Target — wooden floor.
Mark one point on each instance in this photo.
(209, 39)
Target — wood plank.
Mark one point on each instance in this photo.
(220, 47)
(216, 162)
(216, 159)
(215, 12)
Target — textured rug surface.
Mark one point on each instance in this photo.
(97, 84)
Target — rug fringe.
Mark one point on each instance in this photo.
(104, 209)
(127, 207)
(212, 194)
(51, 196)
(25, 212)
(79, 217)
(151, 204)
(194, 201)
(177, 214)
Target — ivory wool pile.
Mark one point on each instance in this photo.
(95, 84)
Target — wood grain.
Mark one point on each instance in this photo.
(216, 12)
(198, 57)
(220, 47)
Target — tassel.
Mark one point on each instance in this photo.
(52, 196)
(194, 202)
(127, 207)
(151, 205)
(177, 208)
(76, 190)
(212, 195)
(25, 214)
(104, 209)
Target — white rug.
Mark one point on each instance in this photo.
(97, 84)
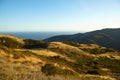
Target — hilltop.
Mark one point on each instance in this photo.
(105, 37)
(27, 59)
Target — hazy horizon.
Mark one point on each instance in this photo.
(58, 15)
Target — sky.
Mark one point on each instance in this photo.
(59, 15)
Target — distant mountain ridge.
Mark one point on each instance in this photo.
(106, 37)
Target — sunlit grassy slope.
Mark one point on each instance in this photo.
(26, 59)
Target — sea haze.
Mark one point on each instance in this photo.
(38, 35)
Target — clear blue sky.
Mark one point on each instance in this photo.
(59, 15)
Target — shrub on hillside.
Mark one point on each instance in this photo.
(4, 41)
(33, 44)
(98, 50)
(72, 43)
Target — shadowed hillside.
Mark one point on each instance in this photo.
(39, 60)
(105, 37)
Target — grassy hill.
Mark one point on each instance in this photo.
(24, 59)
(105, 37)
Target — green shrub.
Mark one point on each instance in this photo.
(71, 43)
(10, 43)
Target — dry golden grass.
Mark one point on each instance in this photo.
(44, 52)
(91, 46)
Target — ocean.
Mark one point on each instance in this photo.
(38, 35)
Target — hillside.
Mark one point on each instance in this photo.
(39, 60)
(105, 37)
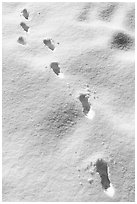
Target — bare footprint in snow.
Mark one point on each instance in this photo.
(102, 169)
(25, 13)
(56, 69)
(87, 108)
(24, 26)
(49, 44)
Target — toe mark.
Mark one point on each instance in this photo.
(49, 44)
(24, 26)
(55, 67)
(25, 13)
(21, 41)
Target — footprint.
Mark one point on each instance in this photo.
(85, 104)
(56, 69)
(102, 169)
(108, 11)
(24, 26)
(25, 13)
(122, 41)
(21, 41)
(84, 13)
(49, 44)
(87, 108)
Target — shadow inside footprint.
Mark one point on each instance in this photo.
(49, 44)
(122, 41)
(85, 104)
(102, 169)
(21, 41)
(24, 26)
(55, 67)
(25, 13)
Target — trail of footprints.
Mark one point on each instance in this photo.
(121, 41)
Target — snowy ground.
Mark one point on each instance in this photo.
(68, 102)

◆ Required work
Please copy every item above word for word, leaving out the pictures.

◆ Complete output
Target — wooden floor.
Mark one point on each instance in this photo.
(209, 39)
Target — wood plank.
Mark one point on each instance in this photo.
(220, 47)
(216, 162)
(216, 159)
(215, 12)
Target — textured rug surface.
Mark one point on each instance in this photo.
(97, 84)
Target — rug fringe.
Mark one point on each instance in this photo.
(104, 209)
(127, 207)
(212, 194)
(51, 196)
(25, 212)
(79, 217)
(151, 204)
(194, 201)
(177, 214)
Target — ivory wool pile.
Mark one point on each instance in this photo.
(95, 84)
Target — wood grain.
Mark one point on each instance in this photo.
(216, 12)
(198, 57)
(220, 47)
Target — tassel.
Mark one point on each instance in this photo.
(52, 196)
(194, 202)
(127, 207)
(151, 205)
(177, 208)
(76, 190)
(212, 195)
(25, 214)
(104, 209)
Target — white rug.
Mark one point on each instance in this photo.
(97, 84)
Target — hilltop.
Mark one point on each instance in this photo.
(105, 37)
(27, 59)
Target — hazy horizon.
Mark one point on each instance in this photo.
(58, 15)
Target — sky.
Mark one point on each instance in this photo.
(59, 15)
Target — distant mountain ridge.
Mark one point on each instance in this photo.
(106, 37)
Target — sunlit grassy slope.
Mark one point on each instance in this photo.
(26, 59)
Target — sea haze.
Mark one point on each instance in this photo.
(38, 35)
Target — clear blue sky.
Mark one point on each instance in this photo.
(59, 15)
Target — shrub on hillside.
Mark one point on each instance in this photo.
(4, 41)
(33, 44)
(98, 50)
(72, 43)
Target — shadowed hillside.
Mark one point on each instance in this photo.
(39, 60)
(105, 37)
Target — grassy hill.
Mark one point on each instance in this photo.
(24, 59)
(105, 37)
Target — green shrub.
Mark one point on each instance in this photo.
(71, 43)
(10, 43)
Target — dry golden grass.
Mark one point on each instance in this photo.
(44, 52)
(91, 46)
Target — ocean.
Mark one point on each instance in this photo.
(38, 35)
Target — hillside.
Mark one point on each instance in this photo.
(39, 60)
(105, 37)
Target — bare footprint in snow.
Mark one point on each instance in this photo.
(102, 169)
(25, 13)
(56, 69)
(87, 108)
(24, 26)
(49, 44)
Target — toe mark.
Mark one point on each instance in this photo.
(49, 44)
(24, 26)
(55, 67)
(25, 13)
(21, 41)
Target — footprint.
Mark one point on each instance in this photo.
(85, 104)
(56, 69)
(102, 169)
(108, 11)
(24, 26)
(25, 13)
(122, 41)
(21, 41)
(84, 13)
(49, 44)
(87, 108)
Target — shadow inside footprint.
Mark one point on each instance in this photo.
(49, 44)
(122, 41)
(85, 104)
(102, 169)
(21, 41)
(24, 26)
(55, 67)
(25, 13)
Target — trail of footprints.
Mark one point on each instance in this photo.
(121, 41)
Target — snowy ground.
Mark one point on each instance in this photo.
(68, 102)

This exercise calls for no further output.